Records excerpted from a collection:

----------------------------------------

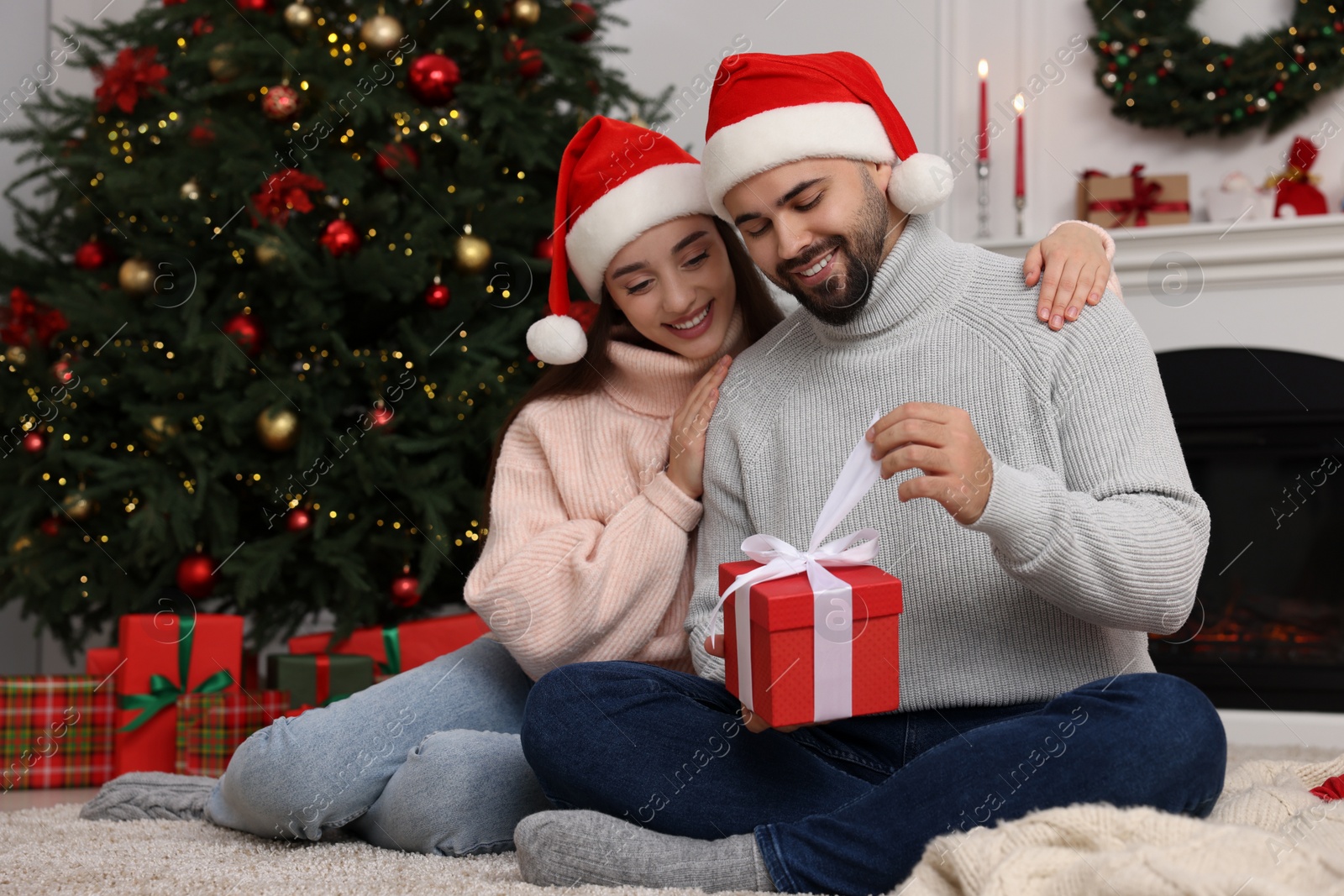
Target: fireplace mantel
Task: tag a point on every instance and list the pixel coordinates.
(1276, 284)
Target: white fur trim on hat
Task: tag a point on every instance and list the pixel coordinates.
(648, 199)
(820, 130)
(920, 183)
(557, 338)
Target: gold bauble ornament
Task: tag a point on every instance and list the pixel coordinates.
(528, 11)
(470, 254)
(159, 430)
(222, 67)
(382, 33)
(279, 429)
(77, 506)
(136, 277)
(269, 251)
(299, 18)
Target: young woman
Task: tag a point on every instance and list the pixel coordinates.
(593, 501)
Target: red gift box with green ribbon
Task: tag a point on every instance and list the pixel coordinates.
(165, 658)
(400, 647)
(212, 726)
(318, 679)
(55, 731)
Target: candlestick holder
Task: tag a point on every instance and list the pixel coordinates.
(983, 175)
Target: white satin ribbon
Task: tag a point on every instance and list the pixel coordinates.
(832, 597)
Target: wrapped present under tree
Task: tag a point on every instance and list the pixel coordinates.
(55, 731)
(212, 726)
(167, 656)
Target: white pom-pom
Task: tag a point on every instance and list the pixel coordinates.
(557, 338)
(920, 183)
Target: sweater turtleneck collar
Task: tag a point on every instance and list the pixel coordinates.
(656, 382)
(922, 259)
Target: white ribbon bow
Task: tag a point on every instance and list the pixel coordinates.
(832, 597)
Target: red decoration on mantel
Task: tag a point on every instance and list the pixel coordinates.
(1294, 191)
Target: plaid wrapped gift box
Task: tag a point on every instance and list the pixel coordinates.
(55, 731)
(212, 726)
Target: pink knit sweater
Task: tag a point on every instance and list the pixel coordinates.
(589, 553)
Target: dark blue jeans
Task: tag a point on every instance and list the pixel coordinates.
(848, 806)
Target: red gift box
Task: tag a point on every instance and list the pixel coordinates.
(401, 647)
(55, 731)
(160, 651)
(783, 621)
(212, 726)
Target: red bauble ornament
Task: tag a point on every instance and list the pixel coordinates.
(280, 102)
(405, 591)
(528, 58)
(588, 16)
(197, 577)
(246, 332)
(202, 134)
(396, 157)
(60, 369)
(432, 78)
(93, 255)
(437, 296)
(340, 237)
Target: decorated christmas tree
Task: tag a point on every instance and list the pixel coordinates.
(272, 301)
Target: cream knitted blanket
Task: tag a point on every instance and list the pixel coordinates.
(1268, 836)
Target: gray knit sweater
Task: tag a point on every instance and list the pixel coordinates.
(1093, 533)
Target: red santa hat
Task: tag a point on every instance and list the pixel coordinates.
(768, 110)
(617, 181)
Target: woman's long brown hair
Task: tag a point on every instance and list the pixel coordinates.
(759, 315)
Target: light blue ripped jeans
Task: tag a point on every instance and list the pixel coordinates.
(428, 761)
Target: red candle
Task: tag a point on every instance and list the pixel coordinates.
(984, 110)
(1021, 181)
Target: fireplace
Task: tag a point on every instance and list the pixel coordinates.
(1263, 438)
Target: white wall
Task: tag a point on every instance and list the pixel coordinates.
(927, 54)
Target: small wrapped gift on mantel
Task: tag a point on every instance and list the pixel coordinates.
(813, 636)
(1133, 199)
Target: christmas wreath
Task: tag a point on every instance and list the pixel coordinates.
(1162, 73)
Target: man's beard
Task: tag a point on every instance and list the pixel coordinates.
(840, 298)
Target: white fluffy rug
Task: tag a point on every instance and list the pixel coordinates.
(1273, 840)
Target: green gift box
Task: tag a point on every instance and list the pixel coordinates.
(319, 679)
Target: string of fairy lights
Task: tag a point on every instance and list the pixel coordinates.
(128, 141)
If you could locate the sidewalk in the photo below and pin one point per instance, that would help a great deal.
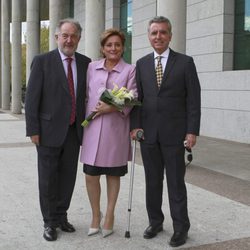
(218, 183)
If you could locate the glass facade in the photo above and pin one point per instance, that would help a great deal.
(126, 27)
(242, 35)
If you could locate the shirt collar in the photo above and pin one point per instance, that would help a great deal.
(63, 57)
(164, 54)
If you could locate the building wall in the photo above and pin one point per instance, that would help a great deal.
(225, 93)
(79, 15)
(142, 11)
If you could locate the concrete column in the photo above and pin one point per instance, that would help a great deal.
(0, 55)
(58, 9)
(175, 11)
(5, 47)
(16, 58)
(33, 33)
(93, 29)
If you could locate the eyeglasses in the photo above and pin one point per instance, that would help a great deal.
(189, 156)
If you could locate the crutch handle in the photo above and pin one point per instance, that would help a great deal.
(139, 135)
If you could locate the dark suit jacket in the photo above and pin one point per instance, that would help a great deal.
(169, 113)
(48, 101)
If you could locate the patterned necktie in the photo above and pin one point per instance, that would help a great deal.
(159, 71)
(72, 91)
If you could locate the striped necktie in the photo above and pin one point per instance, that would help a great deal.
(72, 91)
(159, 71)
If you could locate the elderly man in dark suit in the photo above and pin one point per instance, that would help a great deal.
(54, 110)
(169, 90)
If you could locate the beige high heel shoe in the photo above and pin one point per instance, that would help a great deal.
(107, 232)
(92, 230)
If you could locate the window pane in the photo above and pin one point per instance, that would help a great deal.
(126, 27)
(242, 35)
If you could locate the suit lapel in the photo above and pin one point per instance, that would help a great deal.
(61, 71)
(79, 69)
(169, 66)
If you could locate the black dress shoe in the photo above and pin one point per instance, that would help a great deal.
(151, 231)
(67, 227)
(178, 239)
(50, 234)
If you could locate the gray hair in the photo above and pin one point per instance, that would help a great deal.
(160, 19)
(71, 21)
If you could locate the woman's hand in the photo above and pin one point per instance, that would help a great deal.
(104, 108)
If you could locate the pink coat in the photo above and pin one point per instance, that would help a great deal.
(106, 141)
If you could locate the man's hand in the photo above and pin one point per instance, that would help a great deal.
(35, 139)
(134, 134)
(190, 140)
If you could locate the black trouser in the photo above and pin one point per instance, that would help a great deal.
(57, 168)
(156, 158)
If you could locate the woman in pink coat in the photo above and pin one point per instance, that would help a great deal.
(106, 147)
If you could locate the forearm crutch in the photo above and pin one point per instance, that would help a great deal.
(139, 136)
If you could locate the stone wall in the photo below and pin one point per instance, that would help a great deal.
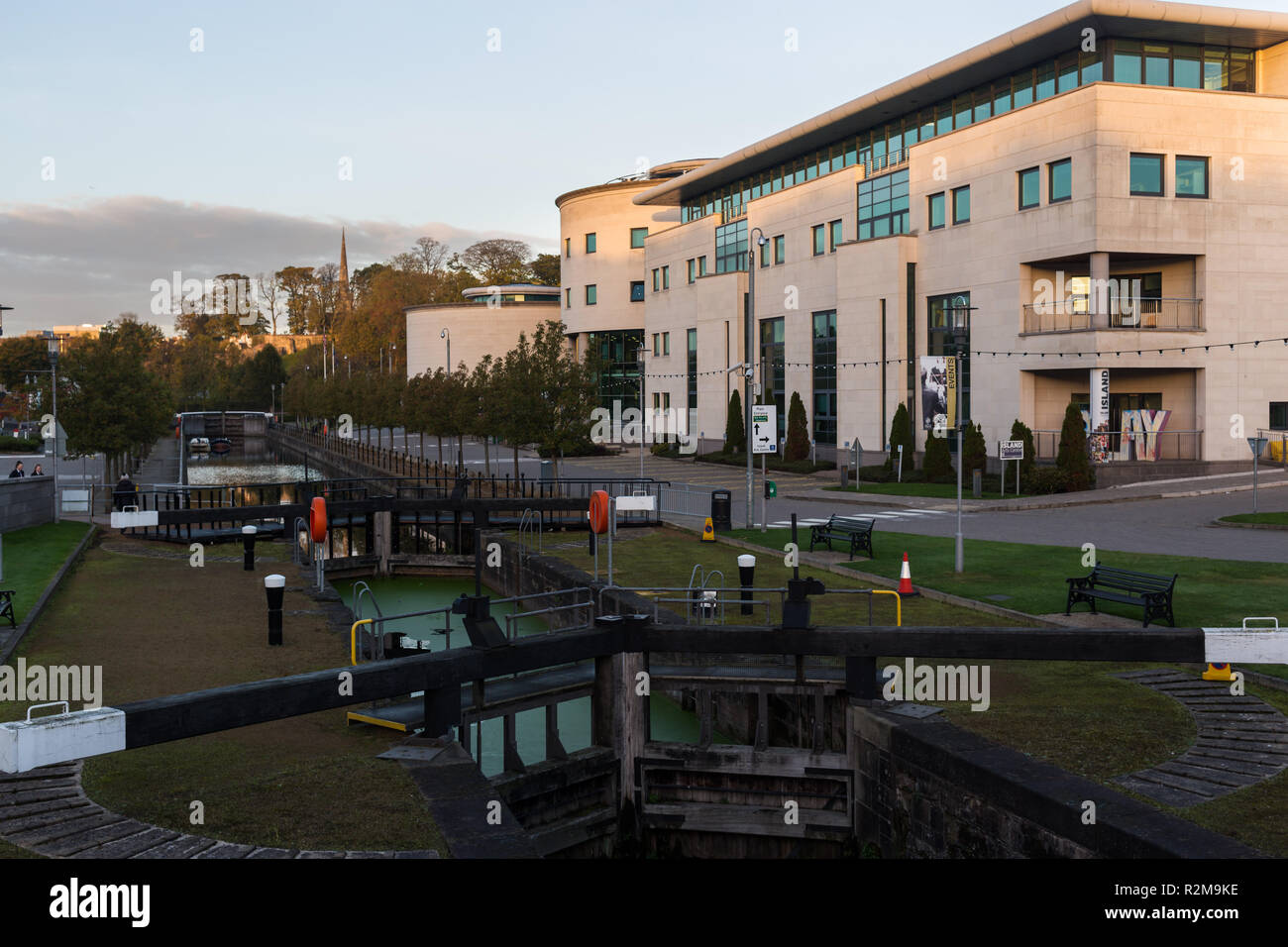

----------------------------------------

### [CHALLENGE]
Reproduce every one of the records above word for word, leaving out the pictures.

### [ANSWER TO THE PROBLEM]
Target: fireplace mantel
Task: tag a point on every instance and list the pixel coordinates.
(1276, 284)
Target: white fur trim on hat
Task: tag a point on every instance and list the pixel coordinates.
(648, 199)
(820, 130)
(920, 183)
(557, 338)
Target: gold bauble ornament
Task: tag a point on every instance and list the pixel coordinates.
(528, 11)
(470, 254)
(159, 430)
(222, 67)
(382, 33)
(279, 429)
(77, 506)
(136, 277)
(269, 251)
(299, 18)
Target: young woman
Task: tag a point on every instance and list the pixel coordinates.
(593, 501)
Target: red gift box with green ribbon
Task: tag a point on every instance and list the pixel coordinates.
(165, 658)
(400, 647)
(212, 726)
(318, 679)
(55, 731)
Target: candlestick holder
Task: tag a point on every instance and list the pixel coordinates.
(983, 175)
Target: white satin ribbon
Task: tag a point on every instance and list the pixel coordinates.
(832, 597)
Target: wrapped present under tree
Task: tag a point on every instance and list the pixel coordinates.
(55, 731)
(212, 726)
(167, 656)
Target: white pom-pom
Task: tag a point on every instance and list the pixel coordinates.
(557, 338)
(920, 183)
Target: sweater turtleneck collar
Task: tag a point on every instance and list the pixel coordinates.
(656, 382)
(922, 259)
Target: white ribbon bow
Task: tag a point on every instance and list the pixel coordinates.
(832, 597)
Target: red decoration on mantel
Task: tag a point on every instance and list the pixel coordinates.
(1294, 191)
Target: plaid wrapped gift box
Task: tag a point on every instance and list the pixel coordinates.
(55, 731)
(212, 726)
Target: pink knit sweater
Task: tag a point on every instance and list the pixel coordinates.
(589, 553)
Target: dark blue jeans
Task: tag a point on every instance and list the pixel coordinates.
(848, 806)
Target: red gift box
Task: tag a point on every instance and list the pixel coordinates.
(401, 647)
(55, 731)
(160, 651)
(783, 621)
(212, 726)
Target: red bauble ornament
Task: tag a point on every instance and list the pixel coordinates.
(280, 102)
(405, 591)
(528, 58)
(588, 16)
(197, 577)
(246, 332)
(202, 134)
(396, 157)
(60, 369)
(432, 78)
(93, 255)
(437, 296)
(340, 237)
Target: decorated christmas tree
Task: tag a point on every instance and list the pixel coordinates.
(272, 301)
Target: cream knitted blanket
Task: tag a point on every instance and list the pixel coordinates.
(1268, 836)
Target: gray knit sweater
Task: tag a point on every instance and list the pixel coordinates.
(1093, 533)
Target: red santa hat
Task: tag a point on every instance and list the pixel coordinates.
(768, 110)
(617, 181)
Target: woman's long brown hair
Task: tag a point on every instance and list the pixel coordinates.
(759, 315)
Target: light blue ripped jeans
Task: tag a point on every instance and list the pixel coordinates.
(428, 761)
Target: red candle
Task: tag a point on every instance and list the pixel coordinates.
(984, 110)
(1021, 181)
Target: fireplace
Task: tag a point on every instance and list the pixel coordinates.
(1263, 438)
Target: white wall
Task: tag a point on every instance and list the pixel coordinates.
(927, 54)
Target: small wrapped gift on mantel
Task: tag a point on every instance and list the pixel coordinates.
(813, 636)
(1133, 199)
Target: christmas wreath
Task: tag a point on every instance and list the pixel coordinates.
(1162, 73)
Target: man's beard
Task: tag a point on every instance and list the pixel coordinates.
(840, 298)
Target: white fluffy rug
Task: tag a point on every instance and list the pixel coordinates.
(1273, 840)
Target: green gift box
Task: tag a point on every instance and list the pixel coordinates.
(319, 679)
Target: string of fairy lights
Task: tag a point on every instance and list the pixel coordinates.
(128, 141)
If you could locate the sidewalk in the photo below and pin one point per instance, that would help a great deal.
(218, 183)
If you could locate the glass facade in the photo above and pin one point per instance, that would help a great deal.
(126, 27)
(242, 35)
If you could locate the shirt collar in the photo above and pin one point per instance, that would help a great deal.
(63, 57)
(164, 54)
If you could locate the building wall in the photo above and pin one point per instance, that would help a great deal.
(225, 93)
(79, 15)
(142, 11)
If you could locate the concrete column in the photo above and pin one point per instance, that would help a great deal.
(0, 55)
(58, 9)
(175, 11)
(5, 47)
(16, 58)
(33, 33)
(93, 29)
If you could locate the eyeglasses in the photo above and pin one point per instance, that would help a great deal.
(189, 156)
If you could locate the crutch handle in the photo above and pin one point per instance, that would help a great deal.
(139, 135)
If you could locate the dark suit jacket in the photo above and pin one point per instance, that would help a great deal.
(169, 113)
(48, 101)
If you could locate the patterned necktie in the photo above and pin one point per instance, that would help a great deal.
(159, 71)
(72, 91)
If you could locate the striped necktie in the photo above and pin one point per instance, that would help a great deal.
(72, 91)
(159, 71)
If you could locate the elderly man in dark suit in the photo above and pin one point per instance, that would help a great deal.
(54, 110)
(169, 90)
If you could locate the beige high heel shoe in the photo above and pin one point per instance, that would help a great deal.
(107, 232)
(92, 230)
If you could locate the window pane in the photo above and pin one point per instance, that would help a great deal.
(126, 27)
(242, 35)
If you could locate the suit lapel in the photo above and pin one point per instance, that would help a great deal.
(61, 71)
(79, 69)
(169, 66)
If you could locate the black dress shoe in the photo above and pin one point per instance, that would help a great deal.
(151, 231)
(67, 227)
(178, 239)
(50, 234)
If you could locate the gray hair in the photo above and pin one point per instance, that would help a great deal.
(160, 19)
(71, 21)
If you could locate the woman's hand in the photo above and pin one point per instance, that would help a great deal.
(104, 108)
If you could locate the pink coat in the photo above and pin one point per instance, that would help a great deal.
(106, 141)
If you could locate the man's hand in the photo above and pin one point per instance, that would help a great deal.
(35, 139)
(134, 134)
(190, 140)
If you could locate the black trouser in the photo above and pin one point per instance, that would help a great deal.
(57, 168)
(156, 158)
If you could locate the woman in pink coat in the photo above and pin one point per instance, that would help a great deal.
(106, 147)
If you could locate the forearm crutch in the photo above and pin one point per instance, that would help a great deal.
(139, 136)
If you could locate the stone wall in the photo below and pin one point per instance, that would help a great deal.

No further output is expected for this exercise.